WRITTEN TASK:
Every entry below must be repeated exactly; skip the pictures.

PROVIDED MATERIAL:

----

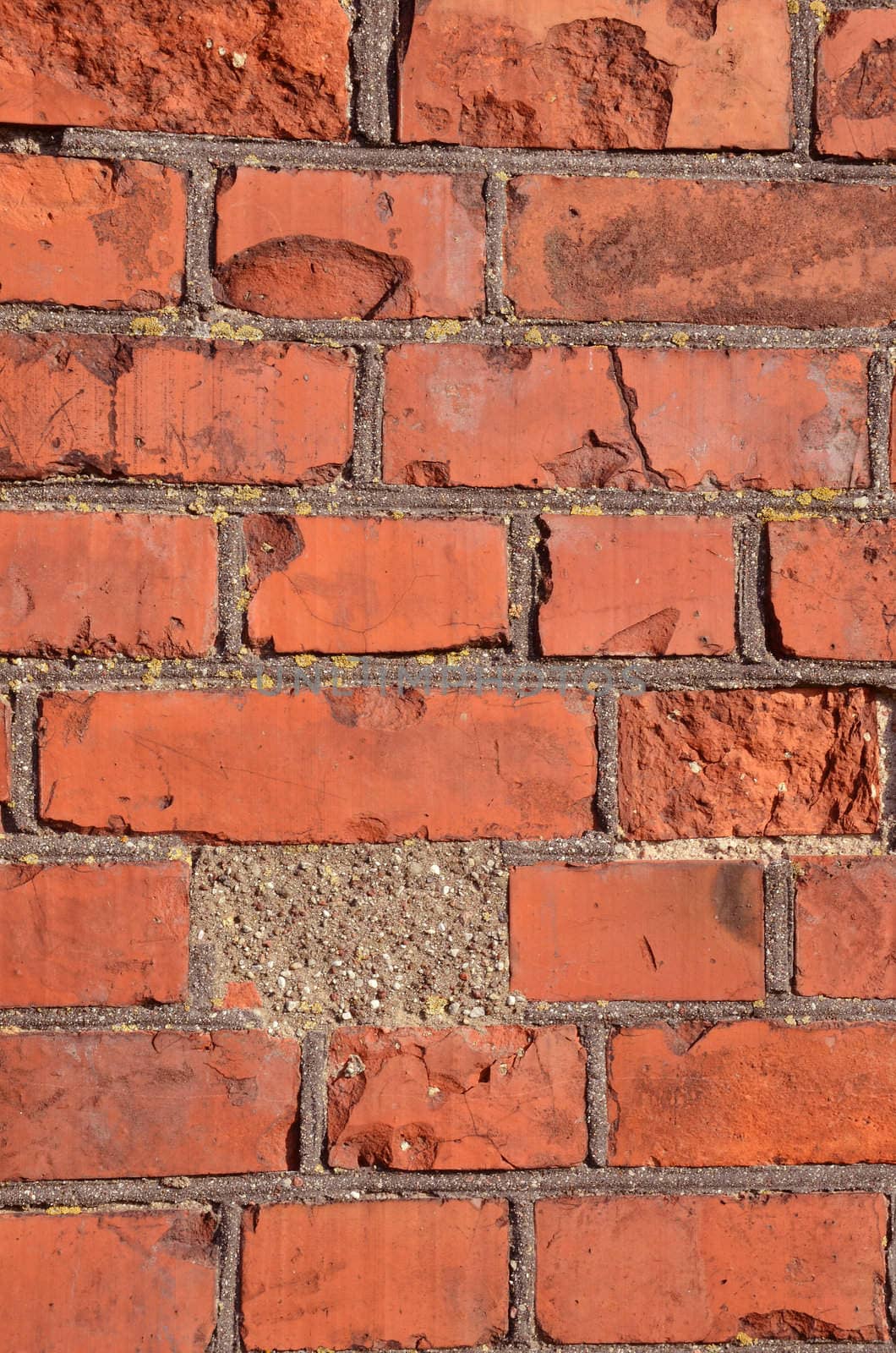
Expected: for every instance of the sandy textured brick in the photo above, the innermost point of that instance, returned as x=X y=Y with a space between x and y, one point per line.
x=254 y=413
x=336 y=244
x=91 y=233
x=231 y=71
x=747 y=764
x=108 y=1282
x=753 y=1093
x=700 y=1269
x=637 y=74
x=463 y=1099
x=407 y=1274
x=632 y=419
x=339 y=766
x=107 y=582
x=637 y=585
x=833 y=589
x=108 y=1106
x=94 y=934
x=844 y=917
x=855 y=74
x=335 y=585
x=808 y=255
x=688 y=930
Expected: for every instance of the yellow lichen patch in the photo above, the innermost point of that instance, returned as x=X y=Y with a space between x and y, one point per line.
x=146 y=325
x=243 y=333
x=441 y=329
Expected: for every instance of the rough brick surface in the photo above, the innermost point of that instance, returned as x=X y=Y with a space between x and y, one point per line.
x=341 y=766
x=375 y=1275
x=646 y=76
x=90 y=233
x=688 y=930
x=103 y=1106
x=844 y=915
x=335 y=585
x=773 y=254
x=855 y=74
x=751 y=1093
x=108 y=1282
x=833 y=589
x=637 y=585
x=107 y=582
x=339 y=244
x=639 y=419
x=459 y=1100
x=233 y=71
x=747 y=764
x=261 y=413
x=700 y=1269
x=94 y=934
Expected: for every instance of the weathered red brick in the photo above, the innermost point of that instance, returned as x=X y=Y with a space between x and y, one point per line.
x=706 y=1269
x=855 y=74
x=651 y=74
x=265 y=413
x=94 y=934
x=463 y=1099
x=335 y=244
x=684 y=930
x=833 y=589
x=227 y=71
x=747 y=764
x=107 y=582
x=107 y=1106
x=108 y=1282
x=846 y=927
x=753 y=1093
x=333 y=585
x=340 y=766
x=807 y=255
x=91 y=233
x=405 y=1274
x=637 y=585
x=637 y=419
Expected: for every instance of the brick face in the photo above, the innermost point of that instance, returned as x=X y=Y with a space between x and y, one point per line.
x=103 y=1279
x=367 y=1275
x=88 y=233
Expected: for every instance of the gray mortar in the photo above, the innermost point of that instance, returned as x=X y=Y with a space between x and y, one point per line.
x=225 y=881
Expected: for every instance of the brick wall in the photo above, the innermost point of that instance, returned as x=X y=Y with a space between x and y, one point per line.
x=458 y=421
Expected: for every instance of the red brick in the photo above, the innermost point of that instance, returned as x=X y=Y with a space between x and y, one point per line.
x=846 y=927
x=686 y=930
x=341 y=766
x=412 y=1274
x=855 y=74
x=265 y=413
x=461 y=1099
x=94 y=934
x=227 y=71
x=833 y=589
x=462 y=414
x=747 y=764
x=91 y=233
x=647 y=76
x=637 y=585
x=807 y=255
x=333 y=585
x=336 y=244
x=107 y=582
x=108 y=1282
x=108 y=1106
x=700 y=1269
x=753 y=1093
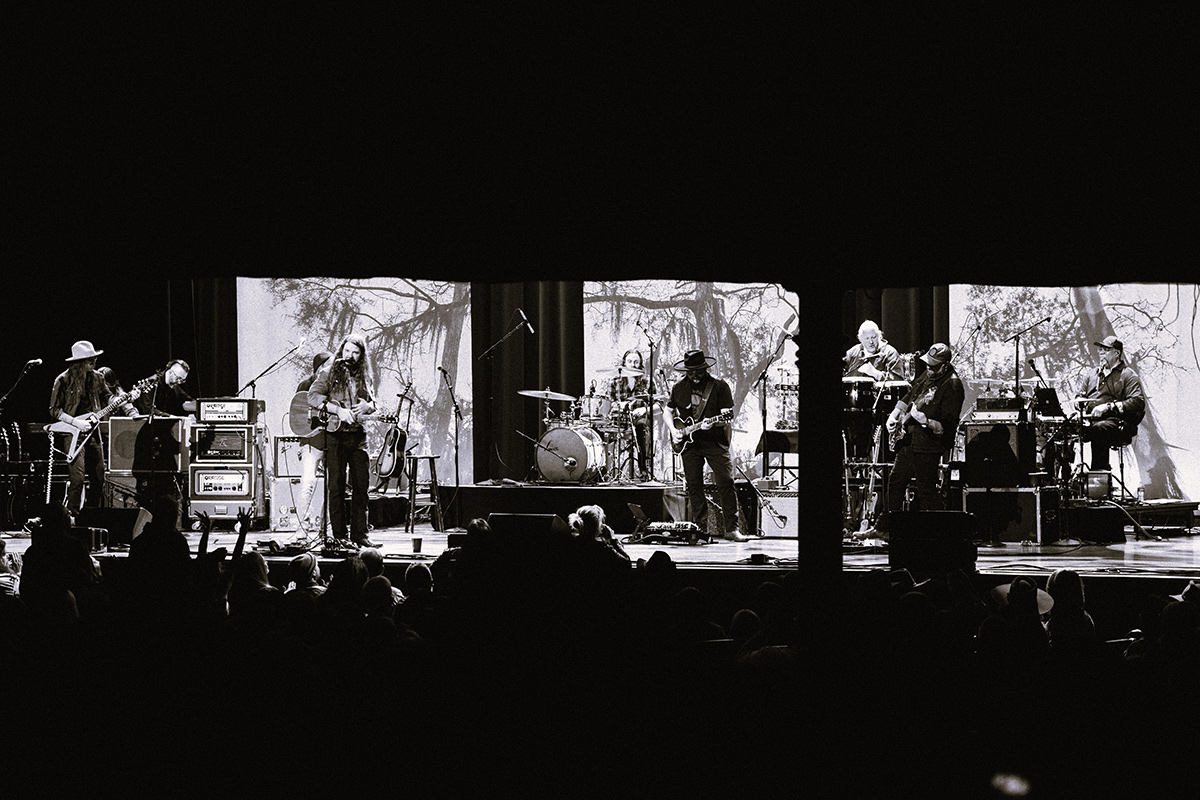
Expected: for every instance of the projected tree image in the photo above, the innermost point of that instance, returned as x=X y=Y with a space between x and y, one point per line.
x=1157 y=325
x=742 y=325
x=413 y=328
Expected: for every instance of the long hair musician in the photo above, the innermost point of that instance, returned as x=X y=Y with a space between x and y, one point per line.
x=341 y=394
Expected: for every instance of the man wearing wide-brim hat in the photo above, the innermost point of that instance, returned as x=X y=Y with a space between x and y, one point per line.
x=702 y=410
x=78 y=394
x=1122 y=403
x=923 y=426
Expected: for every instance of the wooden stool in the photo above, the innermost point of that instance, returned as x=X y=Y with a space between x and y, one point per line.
x=411 y=465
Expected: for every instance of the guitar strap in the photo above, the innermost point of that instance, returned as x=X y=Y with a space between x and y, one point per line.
x=703 y=401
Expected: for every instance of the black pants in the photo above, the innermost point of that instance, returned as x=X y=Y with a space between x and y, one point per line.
x=718 y=458
x=347 y=451
x=87 y=468
x=1103 y=434
x=919 y=465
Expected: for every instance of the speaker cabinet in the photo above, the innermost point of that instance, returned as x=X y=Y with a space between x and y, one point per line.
x=117 y=522
x=528 y=528
x=931 y=543
x=144 y=444
x=1017 y=515
x=1101 y=524
x=1000 y=453
x=287 y=505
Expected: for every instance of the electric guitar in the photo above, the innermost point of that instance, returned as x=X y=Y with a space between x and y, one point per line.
x=78 y=444
x=684 y=429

----

THE ANSWER:
Expected: for every instance of the sandy textured brick in the photo above, the innermost point of that instance, returned as x=X y=Y with a space between x and y, one point per line.
x=254 y=413
x=336 y=244
x=91 y=233
x=231 y=71
x=747 y=764
x=108 y=1282
x=753 y=1093
x=700 y=1269
x=637 y=74
x=463 y=1099
x=407 y=1274
x=632 y=419
x=339 y=766
x=107 y=582
x=637 y=585
x=833 y=589
x=108 y=1106
x=94 y=934
x=844 y=917
x=855 y=74
x=335 y=585
x=808 y=255
x=688 y=930
Expected: for every instance of the yellow lichen patch in the photo above, the innermost point of that instance, returned as x=X y=Y with a space between x and y, one point per line.
x=146 y=325
x=243 y=333
x=441 y=329
Expected: for every instance of the rough brick surface in the photo above, the innermost point of that instance, returned as x=X y=Y with a space between x and y, one point per line.
x=341 y=766
x=375 y=1275
x=646 y=76
x=90 y=233
x=688 y=930
x=103 y=1106
x=844 y=915
x=335 y=585
x=773 y=254
x=855 y=74
x=751 y=1093
x=108 y=1282
x=833 y=589
x=637 y=585
x=107 y=582
x=339 y=244
x=639 y=419
x=459 y=1100
x=233 y=71
x=747 y=764
x=261 y=413
x=700 y=1269
x=94 y=934
Expected: for every instance of the weathered red brick in the photo above, the innermost point of that instance, returned as x=X y=Y with a space between x and y, one point per line.
x=706 y=1269
x=855 y=74
x=651 y=74
x=265 y=413
x=94 y=934
x=463 y=1099
x=335 y=244
x=684 y=930
x=833 y=589
x=227 y=71
x=747 y=764
x=107 y=582
x=107 y=1106
x=108 y=1282
x=846 y=927
x=753 y=1093
x=333 y=585
x=340 y=766
x=807 y=255
x=91 y=233
x=405 y=1274
x=637 y=585
x=637 y=419
Expected: for every instance of the brick face in the photo above, the innermost point of that instance, returned as x=X y=Y with a space between x and y, one point per line.
x=103 y=1279
x=367 y=1275
x=88 y=233
Expected: for every instance of the gray mortar in the photo above, the innermost point of that instance, returned as x=X y=Y with a space between x and y, one point per line.
x=225 y=881
Expected: for every instance of the brick wall in the photo above, the innermost point of that instance, returned as x=X y=Y with a space between x and y, one point per line.
x=458 y=421
Expected: for every instance of the red brick in the photo above, the innermost point of that instance, returned as x=X y=Y with a space between x and y, one point per line.
x=846 y=927
x=686 y=930
x=341 y=766
x=412 y=1274
x=855 y=74
x=265 y=413
x=461 y=1099
x=94 y=934
x=227 y=71
x=833 y=589
x=462 y=414
x=747 y=764
x=91 y=233
x=647 y=76
x=637 y=585
x=807 y=255
x=333 y=585
x=336 y=244
x=107 y=582
x=108 y=1282
x=108 y=1106
x=700 y=1269
x=753 y=1093
Expected: for every instance of the projected tree image in the photo above, the innermost point of that instance, returned as x=X y=Y with a space between x and y, one point per line.
x=1157 y=325
x=742 y=325
x=413 y=328
Expected: for every instance of the long hair musician in the photo above, the innermost point of that instance, returned as x=X y=Y with a space between x and y, one point per line.
x=341 y=394
Expected: for every instance of the man wearing wide-brim hat in the photo above, the innermost point of that instance, returned as x=X y=Y with a space between x and y, one point per line.
x=702 y=410
x=78 y=394
x=1122 y=403
x=923 y=426
Expected: for every instance of the wooden stool in the photo above, the innermost point of that instance, returned as x=X y=Y with a space between x and y, one point per line.
x=411 y=465
Expected: for every instance of the guitar strap in the photo above, the innermost point of that instance, returned as x=X y=Y with a space between x and y, one point per line.
x=703 y=401
Expected: for every instance of the black pants in the photo above, the innermost point of that instance, returned as x=X y=Y with a space between x and y, one point per line.
x=718 y=458
x=347 y=451
x=87 y=468
x=1103 y=434
x=919 y=465
Expected: for every instance of the speaker cabinet in the photo above, the innermost point of that instance, returned as x=X y=Y with a space between x and y, one point per line.
x=117 y=522
x=528 y=528
x=931 y=543
x=144 y=444
x=1017 y=515
x=1101 y=524
x=1000 y=453
x=287 y=505
Expected: for every instance of the electric guitar in the photo above, the innermost point of that instance, returned as x=X y=Y with a space between x and y, one point per line.
x=78 y=444
x=684 y=429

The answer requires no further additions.